> [Exercise description] Reproduce every one of the following records word for word, with each line left unchanged.

> [Record excerpts]
------------------------

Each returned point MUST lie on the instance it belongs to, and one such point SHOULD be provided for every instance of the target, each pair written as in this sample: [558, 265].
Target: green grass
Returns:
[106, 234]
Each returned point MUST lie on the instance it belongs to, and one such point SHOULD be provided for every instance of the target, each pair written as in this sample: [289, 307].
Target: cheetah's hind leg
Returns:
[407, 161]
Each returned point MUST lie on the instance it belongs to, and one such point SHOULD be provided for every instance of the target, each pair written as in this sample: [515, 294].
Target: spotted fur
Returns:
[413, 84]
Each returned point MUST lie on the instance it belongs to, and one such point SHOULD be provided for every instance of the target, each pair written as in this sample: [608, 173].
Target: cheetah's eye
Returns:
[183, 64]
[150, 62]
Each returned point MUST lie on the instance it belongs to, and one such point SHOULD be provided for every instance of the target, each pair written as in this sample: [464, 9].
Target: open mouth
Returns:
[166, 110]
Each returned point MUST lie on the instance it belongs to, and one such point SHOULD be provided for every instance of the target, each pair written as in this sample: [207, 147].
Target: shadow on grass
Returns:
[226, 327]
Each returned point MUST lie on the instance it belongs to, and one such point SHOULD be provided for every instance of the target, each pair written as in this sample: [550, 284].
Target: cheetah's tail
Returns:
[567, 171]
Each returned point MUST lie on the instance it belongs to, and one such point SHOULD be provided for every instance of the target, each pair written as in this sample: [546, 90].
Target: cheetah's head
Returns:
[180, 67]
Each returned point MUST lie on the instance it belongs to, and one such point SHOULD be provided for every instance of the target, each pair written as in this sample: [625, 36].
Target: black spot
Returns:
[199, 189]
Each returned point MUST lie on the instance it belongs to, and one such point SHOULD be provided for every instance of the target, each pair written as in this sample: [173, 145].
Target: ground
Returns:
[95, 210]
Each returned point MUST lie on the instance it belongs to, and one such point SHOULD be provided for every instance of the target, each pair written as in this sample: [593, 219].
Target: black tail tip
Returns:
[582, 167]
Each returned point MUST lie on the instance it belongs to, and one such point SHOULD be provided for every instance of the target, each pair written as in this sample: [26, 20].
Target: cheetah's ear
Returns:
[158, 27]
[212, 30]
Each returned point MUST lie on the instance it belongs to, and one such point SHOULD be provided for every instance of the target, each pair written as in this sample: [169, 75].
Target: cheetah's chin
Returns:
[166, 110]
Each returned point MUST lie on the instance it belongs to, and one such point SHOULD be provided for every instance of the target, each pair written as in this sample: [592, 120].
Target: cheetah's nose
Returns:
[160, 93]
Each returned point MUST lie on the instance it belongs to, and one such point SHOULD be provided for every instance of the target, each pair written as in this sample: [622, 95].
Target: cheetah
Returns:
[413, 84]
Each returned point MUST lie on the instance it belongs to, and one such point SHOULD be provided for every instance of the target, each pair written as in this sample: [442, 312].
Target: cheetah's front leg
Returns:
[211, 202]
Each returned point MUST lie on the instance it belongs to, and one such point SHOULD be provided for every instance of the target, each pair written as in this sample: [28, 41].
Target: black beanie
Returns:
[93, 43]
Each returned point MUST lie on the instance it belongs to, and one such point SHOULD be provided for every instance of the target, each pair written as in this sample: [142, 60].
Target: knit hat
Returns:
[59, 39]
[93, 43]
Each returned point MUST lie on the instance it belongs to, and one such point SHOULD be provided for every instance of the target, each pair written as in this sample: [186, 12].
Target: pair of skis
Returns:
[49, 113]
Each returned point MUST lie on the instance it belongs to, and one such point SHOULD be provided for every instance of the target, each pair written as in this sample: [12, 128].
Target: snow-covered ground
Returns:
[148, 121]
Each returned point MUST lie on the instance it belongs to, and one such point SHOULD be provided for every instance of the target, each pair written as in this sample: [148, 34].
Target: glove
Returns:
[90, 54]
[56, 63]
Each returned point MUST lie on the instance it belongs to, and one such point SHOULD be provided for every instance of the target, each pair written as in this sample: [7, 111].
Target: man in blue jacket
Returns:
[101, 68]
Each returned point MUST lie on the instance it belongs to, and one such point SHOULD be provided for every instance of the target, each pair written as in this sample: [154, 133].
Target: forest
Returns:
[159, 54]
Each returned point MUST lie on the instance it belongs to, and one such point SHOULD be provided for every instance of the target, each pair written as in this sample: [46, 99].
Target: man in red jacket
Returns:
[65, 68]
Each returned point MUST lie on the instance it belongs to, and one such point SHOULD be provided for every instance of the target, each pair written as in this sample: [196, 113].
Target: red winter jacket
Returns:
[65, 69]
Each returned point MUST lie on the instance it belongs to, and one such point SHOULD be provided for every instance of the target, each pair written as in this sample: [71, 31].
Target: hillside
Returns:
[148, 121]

------------------------

> [Output of the task]
Each returned point MUST lie on the instance it belongs to, and one such point SHOULD be provided for every instance of the target, each pair written as in this sample: [558, 265].
Target: green grass
Returns:
[106, 234]
Each returned point MUST lie on the instance it belongs to, and one such point SHOULD be provided for every instance of the target, each pair written as in this sample: [289, 307].
Target: cheetah's hind leg
Returns:
[407, 161]
Each returned point MUST lie on the instance it belongs to, and one such point SHOULD be provided for every instance of the target, each pair written as in this sample: [515, 294].
Target: spotted fur
Returns:
[413, 84]
Each returned point MUST lie on the instance it belongs to, and one such point SHOULD be provided for every instance of the target, each pair written as in this sample: [608, 173].
Target: cheetah's eye
Returns:
[183, 64]
[150, 62]
Each returned point MUST lie on the instance it belongs to, and one such point SHOULD be provided for every instance of the target, each pair written as in this sample: [464, 9].
Target: open mouth
Returns:
[166, 110]
Each returned point MUST lie on the instance it belongs to, and one such point SHOULD be provided for every instance of the target, each pair written as in this sample: [207, 147].
Target: shadow on grass
Returns:
[226, 327]
Each returned point MUST lie on the instance it belongs to, and one such point SHOULD be provided for every instance of the target, each pair written as in this sample: [550, 284].
Target: cheetah's tail
Returns:
[567, 171]
Each returned point MUST lie on the instance it belongs to, and one such point SHOULD be provided for every instance of the target, each pair written as in this sample: [546, 90].
Target: cheetah's head
Returns:
[180, 67]
Each returned point MUST lie on the instance it belongs to, and one such point SHOULD be provided for every instance of the target, each pair written as in this sample: [625, 36].
Target: black spot
Returns:
[199, 189]
Each returned point MUST lie on the instance it belongs to, and one such point SHOULD be provided for every instance of the target, each pair written as in this sample: [173, 145].
Target: ground
Returns:
[95, 210]
Each returned point MUST lie on the instance it belongs to, and one such point SHOULD be provided for every instance of the target, each pair written as in this sample: [593, 219].
Target: black tail tip
Returns:
[582, 167]
Each returned point MUST lie on the instance it belongs to, and one such point SHOULD be provided for every instance of the target, each pair written as in this sample: [26, 20].
Target: cheetah's ear
Returns:
[158, 27]
[212, 30]
Each returned point MUST lie on the instance it belongs to, and one such point SHOULD be provided for every instance of the target, each pair written as in this sample: [169, 75].
Target: cheetah's chin
Returns:
[166, 110]
Each returned point MUST lie on the instance it belongs to, and one such point SHOULD be provided for every instance of the target, each pair written as in this sample: [592, 120].
Target: cheetah's nose
Returns:
[160, 93]
Each returned point MUST lie on the instance it belongs to, and one such point SHOULD be provided for every instance of the target, each pair written as in this sample: [622, 95].
Target: cheetah
Returns:
[413, 84]
Each returned point MUST lie on the instance it belongs to, and one such point SHOULD be provided for every instance of the target, each pair written as in this sample: [442, 312].
Target: cheetah's front leg
Returns:
[211, 202]
Each returned point MUST lie on the instance it belongs to, and one such point SHOULD be provided for every instance of the target, each pair written as in this sample: [28, 41].
Target: black beanie
Returns:
[93, 43]
Each returned point MUST lie on the instance it belongs to, and one such point SHOULD be provided for every instance of the target, each pair written as in this sample: [142, 60].
Target: knit hat
Returns:
[59, 39]
[93, 43]
Each returned point MUST lie on the instance it belongs to, and one such point SHOULD be provided for every instance of the target, each pair written as in this sample: [186, 12].
Target: pair of skis
Returns:
[49, 113]
Each returned point MUST lie on the instance it belongs to, and one such point SHOULD be provided for every instance of the target, each pair written as in this sample: [12, 128].
Target: snow-covered ground
Returns:
[148, 121]
Each returned point MUST lie on the instance it belongs to, and one such point SHOULD be provided for every instance of the target, each pair written as in this sample: [148, 34].
Target: glove
Returns:
[90, 54]
[56, 63]
Each returned point MUST lie on the instance it belongs to, and one such point SHOULD be provided for every instance of the target, each pair written as in this sample: [7, 111].
Target: man in blue jacket
Returns:
[101, 68]
Each returned point MUST lie on the instance it belongs to, and one such point SHOULD be provided for every instance of the target, each pair written as in this sample: [154, 133].
Target: forest
Returns:
[159, 54]
Each returned point MUST lie on the instance it belongs to, and one such point SHOULD be provided for every instance of the target, each pair written as in this sample: [46, 99].
Target: man in red jacket
Returns:
[65, 68]
Each returned point MUST lie on the instance it belongs to, and one such point SHOULD be provided for every instance of the target, each pair written as in this sample: [196, 113].
Target: red winter jacket
Returns:
[65, 69]
Each returned point MUST lie on the instance it belongs to, and one such point SHOULD be provided for every instance of the target, each pair written as in this sample: [71, 31].
Target: hillside
Returns:
[148, 121]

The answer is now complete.